======== Record list ========
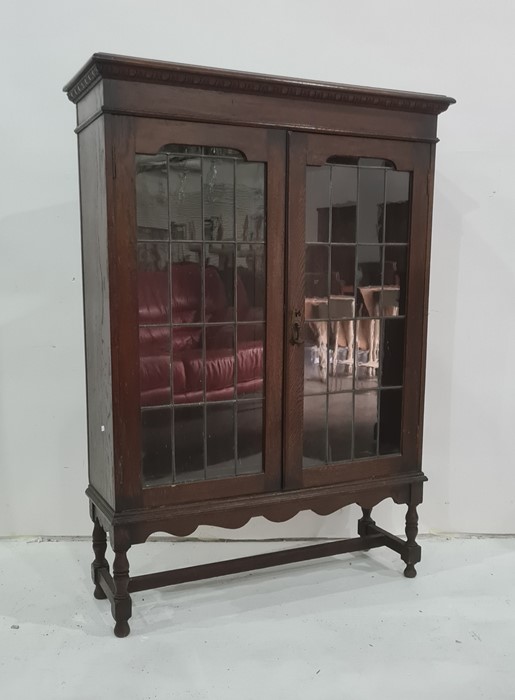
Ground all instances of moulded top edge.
[63,53,456,115]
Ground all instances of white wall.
[0,0,515,537]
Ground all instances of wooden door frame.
[283,132,434,490]
[105,115,286,510]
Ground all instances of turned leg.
[358,508,375,552]
[358,508,375,537]
[111,544,132,637]
[401,503,421,578]
[91,520,109,600]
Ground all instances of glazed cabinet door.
[284,134,431,488]
[111,117,286,506]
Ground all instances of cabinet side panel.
[79,118,114,505]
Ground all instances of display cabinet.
[65,54,453,636]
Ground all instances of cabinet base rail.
[91,508,421,637]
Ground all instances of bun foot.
[93,584,107,600]
[114,620,131,637]
[404,564,417,578]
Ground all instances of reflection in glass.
[302,395,327,467]
[385,170,410,243]
[331,167,358,243]
[177,326,209,396]
[135,144,268,483]
[354,391,377,458]
[137,243,170,324]
[356,245,383,292]
[357,168,385,243]
[306,166,331,243]
[383,245,408,316]
[202,158,235,241]
[331,245,356,300]
[379,389,402,455]
[168,156,202,241]
[327,393,352,463]
[174,406,205,481]
[204,243,236,323]
[236,401,263,474]
[234,162,265,242]
[236,243,266,321]
[381,318,404,386]
[355,318,381,389]
[206,403,236,479]
[136,155,168,240]
[205,325,235,401]
[304,245,329,298]
[139,326,172,407]
[141,408,172,481]
[303,156,410,466]
[236,323,265,397]
[170,242,202,323]
[304,320,329,394]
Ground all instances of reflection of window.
[303,158,410,467]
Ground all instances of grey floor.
[0,537,515,700]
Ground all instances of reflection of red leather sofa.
[138,263,263,406]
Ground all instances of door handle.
[291,309,304,345]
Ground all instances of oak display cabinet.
[65,54,454,637]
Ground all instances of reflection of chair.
[305,295,355,381]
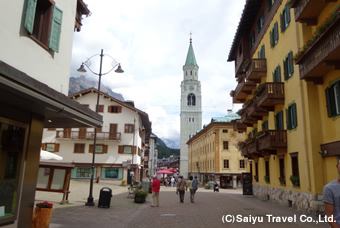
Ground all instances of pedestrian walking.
[177,175,188,203]
[171,176,175,187]
[214,180,219,192]
[151,175,161,207]
[188,176,197,203]
[323,157,340,228]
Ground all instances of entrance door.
[242,173,253,195]
[109,124,118,139]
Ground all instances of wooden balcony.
[255,82,285,111]
[232,120,247,132]
[233,75,256,103]
[256,130,287,154]
[291,0,336,25]
[246,59,267,83]
[246,98,268,120]
[295,14,340,85]
[56,131,121,140]
[247,139,260,158]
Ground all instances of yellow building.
[187,113,249,188]
[228,0,340,213]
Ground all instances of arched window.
[188,93,196,106]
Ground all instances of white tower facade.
[179,38,202,177]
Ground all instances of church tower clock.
[179,38,202,178]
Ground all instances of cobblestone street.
[36,181,329,228]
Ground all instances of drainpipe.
[293,19,311,191]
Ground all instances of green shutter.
[286,4,290,24]
[24,0,37,34]
[49,6,63,52]
[273,22,279,45]
[288,52,294,75]
[269,31,274,48]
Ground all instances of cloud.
[71,0,245,140]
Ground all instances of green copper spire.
[184,37,197,66]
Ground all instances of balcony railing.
[246,59,267,83]
[256,130,287,153]
[291,0,329,25]
[56,131,121,140]
[295,15,340,84]
[246,98,268,120]
[233,75,256,103]
[255,82,285,111]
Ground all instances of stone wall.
[253,184,325,215]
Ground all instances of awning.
[0,61,102,128]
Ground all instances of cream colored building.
[187,113,249,188]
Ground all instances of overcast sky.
[71,0,245,141]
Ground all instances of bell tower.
[179,36,202,178]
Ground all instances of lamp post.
[77,49,124,206]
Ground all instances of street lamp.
[77,49,124,206]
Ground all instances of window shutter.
[286,107,292,130]
[24,0,37,34]
[103,145,107,154]
[274,22,279,44]
[283,59,288,80]
[54,143,60,152]
[286,4,290,24]
[325,87,334,117]
[49,6,63,52]
[269,31,274,48]
[288,52,294,75]
[291,103,297,128]
[118,145,124,154]
[280,13,285,32]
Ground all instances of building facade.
[228,0,340,214]
[179,38,202,177]
[0,0,102,227]
[42,88,151,183]
[187,113,249,188]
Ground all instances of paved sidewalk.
[36,181,329,228]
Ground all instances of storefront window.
[0,119,26,223]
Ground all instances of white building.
[0,0,102,227]
[148,133,158,177]
[179,38,202,177]
[42,88,151,182]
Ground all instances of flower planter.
[135,195,146,203]
[31,207,53,228]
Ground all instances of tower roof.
[184,38,197,66]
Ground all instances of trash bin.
[98,187,112,208]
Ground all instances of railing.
[56,131,121,140]
[233,75,256,103]
[295,15,340,83]
[257,130,287,152]
[246,59,267,82]
[256,82,285,107]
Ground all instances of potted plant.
[279,177,286,185]
[264,176,270,183]
[135,189,148,203]
[289,175,300,187]
[32,201,53,228]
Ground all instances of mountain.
[68,75,124,101]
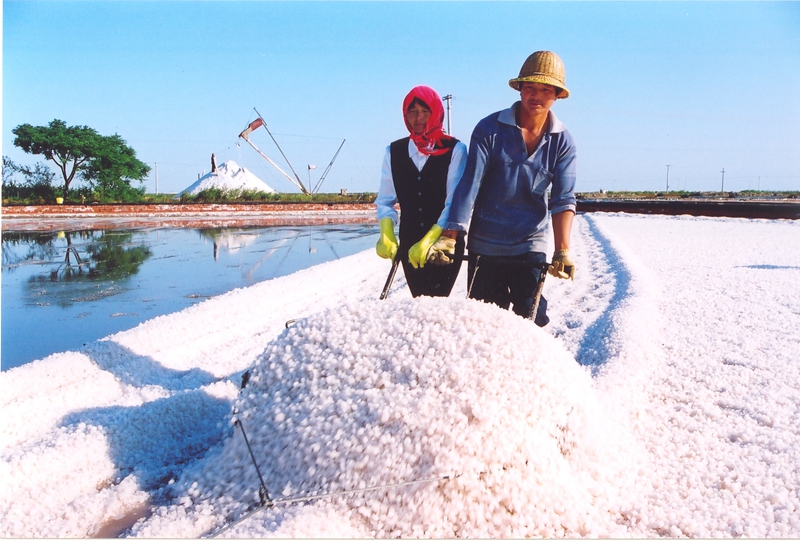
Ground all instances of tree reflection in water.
[12,231,152,306]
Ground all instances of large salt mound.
[176,160,275,197]
[135,298,637,537]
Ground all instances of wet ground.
[1,222,379,370]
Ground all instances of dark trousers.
[467,252,550,327]
[395,236,464,297]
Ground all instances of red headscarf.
[403,86,452,156]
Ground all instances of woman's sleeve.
[375,143,398,224]
[436,141,467,229]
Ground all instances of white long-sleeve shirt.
[375,139,467,229]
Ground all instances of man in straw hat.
[429,51,576,327]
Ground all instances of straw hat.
[508,51,569,99]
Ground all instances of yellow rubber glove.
[428,237,456,265]
[548,250,577,280]
[375,218,397,259]
[408,224,443,269]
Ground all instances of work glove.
[548,250,576,280]
[375,218,397,259]
[428,237,456,265]
[408,224,443,269]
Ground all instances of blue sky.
[2,0,800,192]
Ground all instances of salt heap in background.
[178,160,275,196]
[133,297,639,538]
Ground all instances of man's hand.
[548,250,576,280]
[428,237,456,265]
[408,224,442,269]
[375,218,397,259]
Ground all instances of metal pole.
[442,94,453,135]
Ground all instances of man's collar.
[497,102,567,133]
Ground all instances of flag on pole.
[239,117,264,139]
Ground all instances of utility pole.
[442,94,453,135]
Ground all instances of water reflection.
[0,224,377,370]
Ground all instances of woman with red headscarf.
[375,86,467,297]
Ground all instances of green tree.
[11,119,150,197]
[83,134,150,201]
[11,119,102,197]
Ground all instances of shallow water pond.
[1,224,377,370]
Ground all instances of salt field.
[0,214,800,538]
[2,219,375,370]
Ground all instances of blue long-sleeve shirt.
[442,102,576,256]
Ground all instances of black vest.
[390,137,458,251]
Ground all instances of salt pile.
[178,160,275,196]
[132,298,639,537]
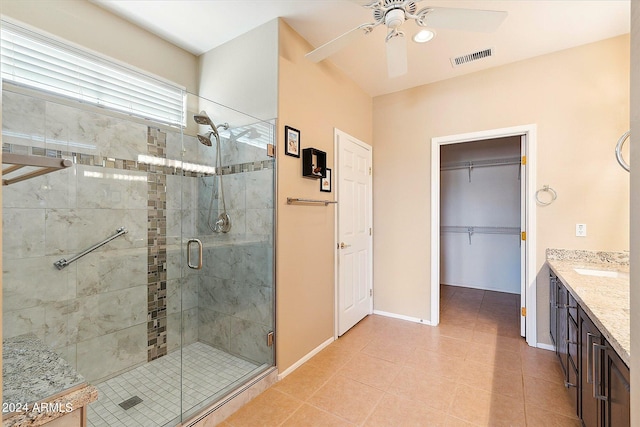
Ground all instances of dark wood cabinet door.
[549,273,558,346]
[603,345,631,427]
[578,309,603,427]
[556,280,569,384]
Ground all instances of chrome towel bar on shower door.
[53,227,128,270]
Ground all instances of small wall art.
[320,168,331,193]
[284,126,300,158]
[302,148,327,179]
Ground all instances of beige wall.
[0,0,198,93]
[373,35,629,348]
[198,19,278,120]
[629,1,640,426]
[276,21,375,372]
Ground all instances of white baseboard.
[278,337,335,381]
[373,310,431,325]
[536,342,556,351]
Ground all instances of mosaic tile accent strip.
[88,342,266,427]
[147,128,167,362]
[2,144,275,178]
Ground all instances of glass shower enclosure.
[2,84,275,427]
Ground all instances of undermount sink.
[574,268,629,279]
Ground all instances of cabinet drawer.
[567,317,579,366]
[567,292,578,323]
[564,358,580,416]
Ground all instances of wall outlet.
[576,224,587,237]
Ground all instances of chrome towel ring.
[616,130,631,172]
[536,184,558,206]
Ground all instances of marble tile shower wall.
[196,133,274,365]
[2,91,148,381]
[3,91,273,381]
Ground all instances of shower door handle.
[187,239,202,270]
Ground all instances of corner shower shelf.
[2,153,73,185]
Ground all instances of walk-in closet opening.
[440,136,524,336]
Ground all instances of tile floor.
[87,342,264,427]
[221,286,580,427]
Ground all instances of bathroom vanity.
[547,250,630,427]
[2,334,98,427]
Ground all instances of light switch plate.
[576,224,587,237]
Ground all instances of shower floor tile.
[87,342,259,427]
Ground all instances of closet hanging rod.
[440,157,522,170]
[2,153,73,185]
[53,227,128,270]
[440,225,520,235]
[287,197,338,206]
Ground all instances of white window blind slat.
[0,22,185,126]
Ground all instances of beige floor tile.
[387,366,456,412]
[282,403,355,427]
[432,323,475,341]
[458,362,524,400]
[418,335,469,358]
[525,405,582,427]
[306,341,356,371]
[307,375,383,424]
[449,384,526,427]
[471,330,526,352]
[226,388,302,427]
[362,339,416,365]
[465,342,522,371]
[524,374,576,418]
[406,348,465,379]
[337,353,400,390]
[521,350,564,385]
[272,363,335,400]
[364,394,447,427]
[445,415,478,427]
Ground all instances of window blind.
[0,21,186,126]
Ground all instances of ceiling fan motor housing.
[384,9,405,30]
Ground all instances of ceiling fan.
[305,0,507,77]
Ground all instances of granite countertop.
[547,249,631,366]
[2,334,98,427]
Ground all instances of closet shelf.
[440,157,522,182]
[2,153,73,185]
[440,225,520,244]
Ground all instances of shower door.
[176,97,274,422]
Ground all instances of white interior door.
[335,129,373,336]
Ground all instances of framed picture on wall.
[320,168,331,193]
[284,126,300,158]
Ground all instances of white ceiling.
[90,0,630,96]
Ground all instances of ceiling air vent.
[451,47,493,67]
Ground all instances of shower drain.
[118,396,142,411]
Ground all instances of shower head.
[198,131,213,147]
[193,111,216,129]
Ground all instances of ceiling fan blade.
[386,35,407,78]
[305,24,371,62]
[418,7,507,33]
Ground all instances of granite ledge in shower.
[2,334,98,427]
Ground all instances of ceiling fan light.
[413,30,436,43]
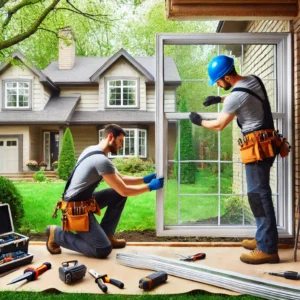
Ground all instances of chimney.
[58,27,75,70]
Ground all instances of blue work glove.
[189,112,202,126]
[203,96,222,106]
[144,173,156,183]
[148,177,164,191]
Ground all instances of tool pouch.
[52,198,101,232]
[58,260,86,284]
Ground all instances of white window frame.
[106,78,138,108]
[99,128,148,158]
[3,79,31,110]
[155,33,294,237]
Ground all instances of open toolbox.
[0,203,33,274]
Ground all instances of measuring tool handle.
[95,278,107,293]
[35,262,51,279]
[105,277,124,289]
[193,253,206,261]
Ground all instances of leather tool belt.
[52,197,101,231]
[238,129,291,164]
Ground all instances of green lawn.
[15,169,231,233]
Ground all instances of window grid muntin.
[107,79,137,107]
[4,81,30,109]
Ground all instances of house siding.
[99,59,147,110]
[0,66,50,111]
[0,126,30,169]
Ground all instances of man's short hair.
[103,124,126,138]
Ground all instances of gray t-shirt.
[64,145,116,201]
[222,76,264,132]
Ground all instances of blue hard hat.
[207,55,234,85]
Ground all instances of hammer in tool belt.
[89,270,124,293]
[294,195,300,261]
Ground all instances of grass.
[15,169,231,233]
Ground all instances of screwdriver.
[269,271,300,280]
[8,262,51,284]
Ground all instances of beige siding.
[99,59,147,110]
[60,86,99,111]
[70,126,99,158]
[0,126,31,170]
[233,20,290,193]
[0,66,49,111]
[147,86,176,112]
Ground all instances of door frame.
[0,134,23,172]
[155,33,294,237]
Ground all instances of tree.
[57,128,76,180]
[174,99,197,184]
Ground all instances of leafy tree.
[57,128,76,180]
[0,176,24,231]
[174,99,197,184]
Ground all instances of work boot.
[240,249,280,265]
[242,239,257,250]
[108,235,126,249]
[46,225,61,254]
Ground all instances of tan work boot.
[108,235,126,249]
[240,249,280,265]
[242,239,257,250]
[46,225,61,254]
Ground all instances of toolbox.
[0,203,33,274]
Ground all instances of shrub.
[33,170,47,182]
[57,128,76,180]
[26,160,38,167]
[0,176,24,231]
[174,98,197,184]
[113,157,155,177]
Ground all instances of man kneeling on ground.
[46,124,164,258]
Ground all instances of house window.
[107,80,137,107]
[99,128,147,158]
[4,81,30,108]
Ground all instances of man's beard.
[223,80,232,91]
[108,141,118,155]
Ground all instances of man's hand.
[190,112,202,126]
[144,173,156,183]
[203,96,222,106]
[148,177,164,192]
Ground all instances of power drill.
[139,271,168,291]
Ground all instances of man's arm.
[102,173,150,197]
[201,112,235,131]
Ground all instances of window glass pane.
[6,141,17,146]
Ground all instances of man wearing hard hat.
[190,55,280,264]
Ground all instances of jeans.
[245,157,278,254]
[54,188,127,258]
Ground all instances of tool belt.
[52,197,101,231]
[238,129,291,164]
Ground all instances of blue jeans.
[54,188,127,258]
[245,157,278,254]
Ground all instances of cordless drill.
[139,271,168,291]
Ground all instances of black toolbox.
[0,203,33,274]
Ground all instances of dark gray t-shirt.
[64,145,116,201]
[222,76,264,132]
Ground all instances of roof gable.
[0,51,59,91]
[90,48,155,82]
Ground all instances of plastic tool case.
[0,203,33,274]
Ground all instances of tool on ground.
[176,253,206,261]
[58,260,86,284]
[116,253,300,300]
[294,194,300,261]
[89,270,124,293]
[8,262,51,284]
[139,271,168,291]
[269,271,300,280]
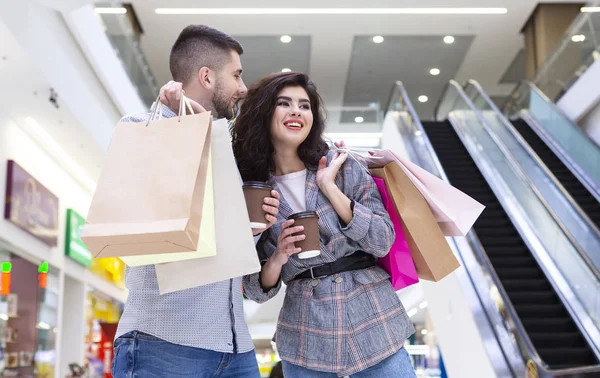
========
▸ Instructions for the task:
Please recast the listing, from the line containing "Ground all instances of cabinet drawer." up to and including the line containing "[440,136,524,336]", as a numbered list of only those lines, leaving out any blank lines.

▸ Right answer:
1. Ground all instances of cabinet drawer.
2. [567,317,579,366]
3. [567,292,578,323]
4. [564,358,580,416]
5. Ground all instances of wall outlet.
6. [576,224,587,237]
7. Ground all instances of chrome towel ring.
8. [616,130,631,172]
9. [536,184,558,206]
10. Ground all instances of marble tile shower wall.
11. [196,133,274,365]
12. [2,91,148,381]
13. [3,91,273,381]
14. Ground all instances of shower door handle.
15. [187,239,202,270]
16. Ground all instances of corner shower shelf.
17. [2,153,73,185]
18. Ground all instances of walk-in closet opening.
19. [440,136,524,336]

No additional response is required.